*What you need to do*
Below is some material. Set down exactly the line where "key, integer pixels" appears and all lines after it, and stop at the last line.

*Input data*
================================

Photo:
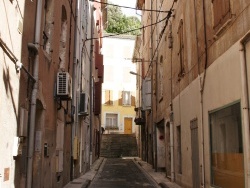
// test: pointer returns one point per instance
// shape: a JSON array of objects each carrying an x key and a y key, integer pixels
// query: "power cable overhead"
[
  {"x": 129, "y": 7},
  {"x": 112, "y": 35}
]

================================

*Answer area*
// shape: a JSON array of objects each carrying an x key and a y key, integer pixels
// query: "power cable overhead"
[
  {"x": 129, "y": 7},
  {"x": 112, "y": 35}
]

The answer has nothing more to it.